Direction A -
In the passage on standardized testing, what network did the writer start a year ago?
Direction B -
Extend the passage on standardized testing by writing what follows its last sentence.

Excerpted passage -

______

Not just anyone walks out of a high-stakes exam—in this case, a New York State Regents—after penning a critique of the test. But I’ll admit that as a recent high school graduate myself (class of ‘98), I was never a fan of standardized tests. In an education system burdened with a seemingly endless laundry list of grievances, crises, and failures, I had no idea how more Scantrons and No. 2 pencils could solve the fundamental problems in our schools.

So a year ago, I started Students Against Testing (NoMoreTests.com), a national network where young people can gather information and, if they choose, take action against exams. After two years of traveling the country, visiting schools, and interviewing students, I’d come to the conclusion that too many important education decisions were being made by people who’d never even taken the exams that they espouse. Most of all, I’d seen that too many students were filling in someone else’s blanks.

The words of George W. Bush on January 8, 2002, as he signed into law his No Child Left Behind Act, only strengthened my resolve: “We owe the children of America a good education. And today begins a new era, a new time in public education in our country. As of this hour, America’s schools will be on a new path of reform and a new path of results.”

______

Extracted entries -

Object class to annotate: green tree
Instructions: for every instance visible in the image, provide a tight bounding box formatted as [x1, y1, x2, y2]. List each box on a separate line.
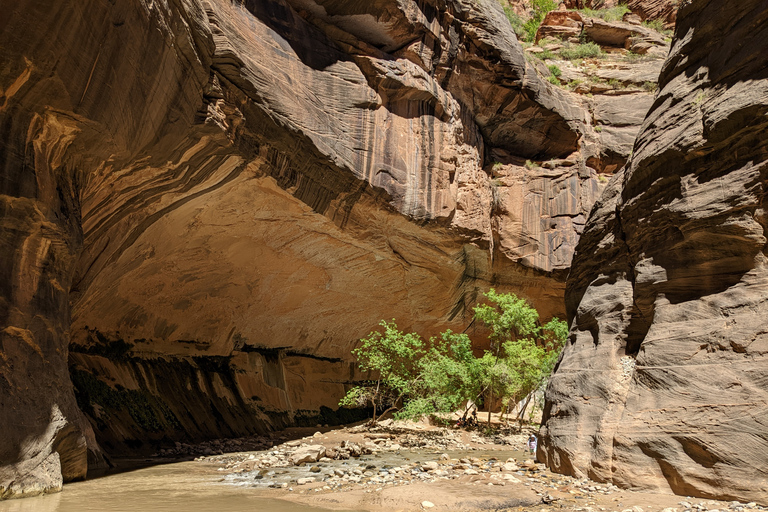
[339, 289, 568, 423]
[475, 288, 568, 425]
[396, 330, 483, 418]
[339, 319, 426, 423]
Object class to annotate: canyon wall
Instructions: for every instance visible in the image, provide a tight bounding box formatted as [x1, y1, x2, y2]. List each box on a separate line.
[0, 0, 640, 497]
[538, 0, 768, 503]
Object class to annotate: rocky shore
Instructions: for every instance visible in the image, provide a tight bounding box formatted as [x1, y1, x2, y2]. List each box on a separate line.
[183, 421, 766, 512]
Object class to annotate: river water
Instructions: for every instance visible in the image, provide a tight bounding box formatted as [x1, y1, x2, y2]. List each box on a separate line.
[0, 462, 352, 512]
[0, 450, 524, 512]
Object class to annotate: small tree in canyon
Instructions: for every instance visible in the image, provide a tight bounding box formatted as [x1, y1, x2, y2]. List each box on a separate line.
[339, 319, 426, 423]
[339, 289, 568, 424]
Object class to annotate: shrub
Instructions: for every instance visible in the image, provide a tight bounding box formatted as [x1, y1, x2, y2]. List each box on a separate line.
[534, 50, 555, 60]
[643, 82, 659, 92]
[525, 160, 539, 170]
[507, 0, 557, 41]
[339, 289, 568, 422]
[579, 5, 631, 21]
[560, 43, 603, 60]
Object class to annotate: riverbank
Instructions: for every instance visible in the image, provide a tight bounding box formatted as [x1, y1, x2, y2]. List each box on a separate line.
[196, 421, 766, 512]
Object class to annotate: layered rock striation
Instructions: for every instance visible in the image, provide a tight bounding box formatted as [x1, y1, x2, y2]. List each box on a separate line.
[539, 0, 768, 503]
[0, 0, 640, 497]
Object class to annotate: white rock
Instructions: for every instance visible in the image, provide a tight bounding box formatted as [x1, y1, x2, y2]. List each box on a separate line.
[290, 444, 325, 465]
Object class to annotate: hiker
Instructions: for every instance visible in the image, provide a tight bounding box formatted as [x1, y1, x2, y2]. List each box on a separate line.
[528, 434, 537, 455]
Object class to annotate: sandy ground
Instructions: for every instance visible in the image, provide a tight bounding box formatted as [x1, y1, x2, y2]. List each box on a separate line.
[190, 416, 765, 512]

______

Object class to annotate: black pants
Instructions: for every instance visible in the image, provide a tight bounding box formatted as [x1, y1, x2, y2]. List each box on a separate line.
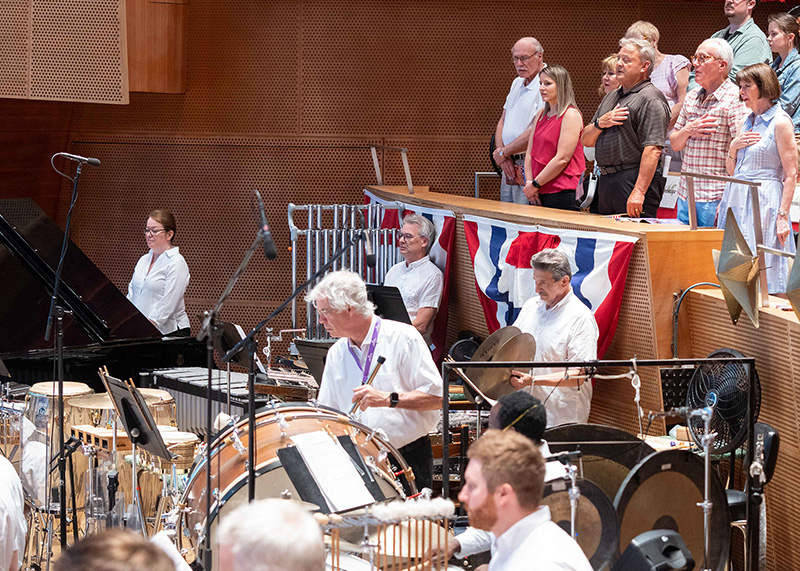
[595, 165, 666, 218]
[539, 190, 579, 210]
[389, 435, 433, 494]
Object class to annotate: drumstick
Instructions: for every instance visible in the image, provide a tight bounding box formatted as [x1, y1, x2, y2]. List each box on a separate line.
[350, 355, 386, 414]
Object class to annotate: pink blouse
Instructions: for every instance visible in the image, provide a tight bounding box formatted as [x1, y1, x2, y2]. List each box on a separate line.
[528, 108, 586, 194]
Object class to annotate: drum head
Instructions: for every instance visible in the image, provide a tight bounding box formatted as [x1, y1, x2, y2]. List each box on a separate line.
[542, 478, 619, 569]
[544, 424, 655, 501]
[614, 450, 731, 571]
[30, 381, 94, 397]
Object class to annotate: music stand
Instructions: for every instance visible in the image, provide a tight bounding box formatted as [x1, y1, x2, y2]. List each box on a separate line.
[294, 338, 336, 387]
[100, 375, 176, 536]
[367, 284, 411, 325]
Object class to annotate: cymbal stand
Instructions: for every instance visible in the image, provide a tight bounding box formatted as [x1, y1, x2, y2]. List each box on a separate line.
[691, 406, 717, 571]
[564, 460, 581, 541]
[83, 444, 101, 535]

______

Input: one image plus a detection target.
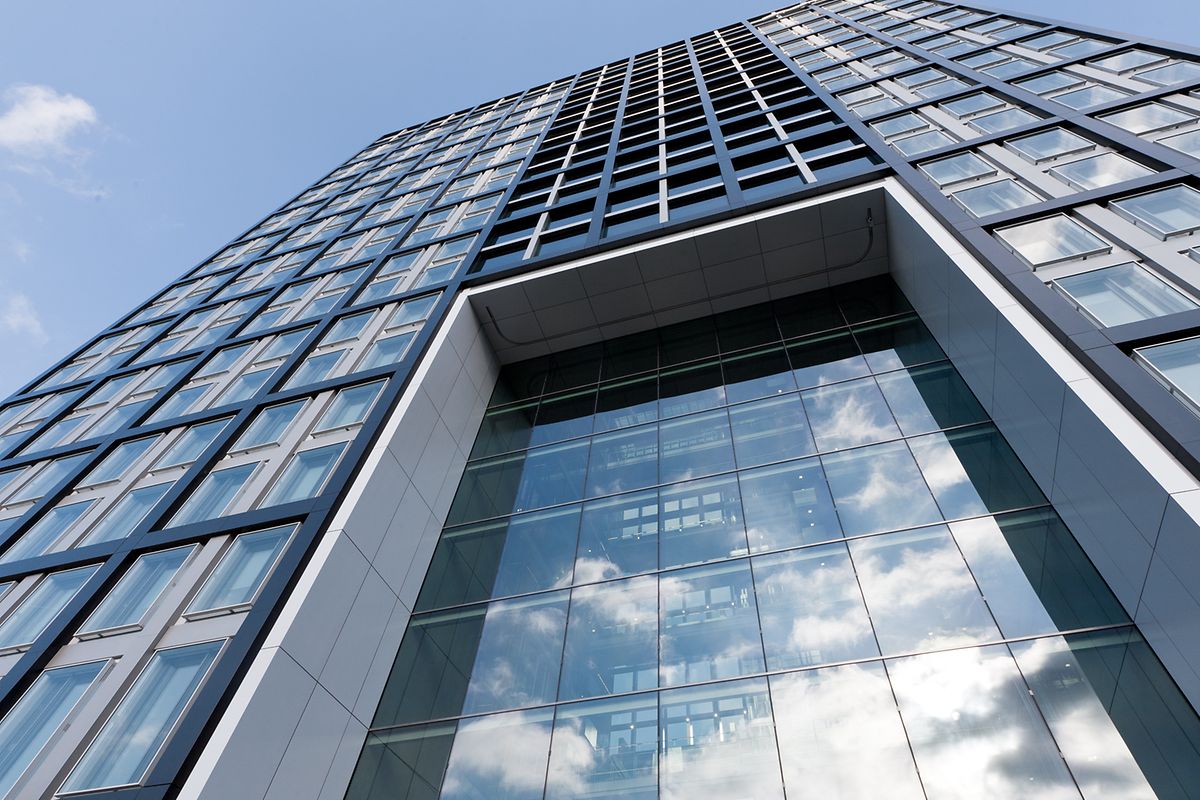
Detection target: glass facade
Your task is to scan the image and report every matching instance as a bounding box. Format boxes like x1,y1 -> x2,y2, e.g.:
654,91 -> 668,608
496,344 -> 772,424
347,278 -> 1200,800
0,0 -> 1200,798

______

Written response A -
Students Against Testing (NoMoreTests.com), a national network where young people can gather information and take action against exams.

Written response B -
—Photo by Josh Fisher

With that speech broadcast on national news, a response was needed—a nonstandardized response, that is. So, in the middle of a late-night envelope- stuffing session, I and a small group of high school and college students (including two aspiring filmmakers at New York University, where I was enrolled), decided to set aside the fliers. Brainstorms were scribbled on scrap paper, and the idea for a documentary film was born at 3 a.m. in a college dorm room. Within weeks, we picked up two video cameras, a microphone, and a few subway passes and decided to go where no standardized test will go: the streets.

Our classroom was New York City, our curriculum a small piece of poster board that read, “What do you think about standardized testing?” For the last few months of the 2001-02 school year, we staked out as many schools, offices, and streets as we could.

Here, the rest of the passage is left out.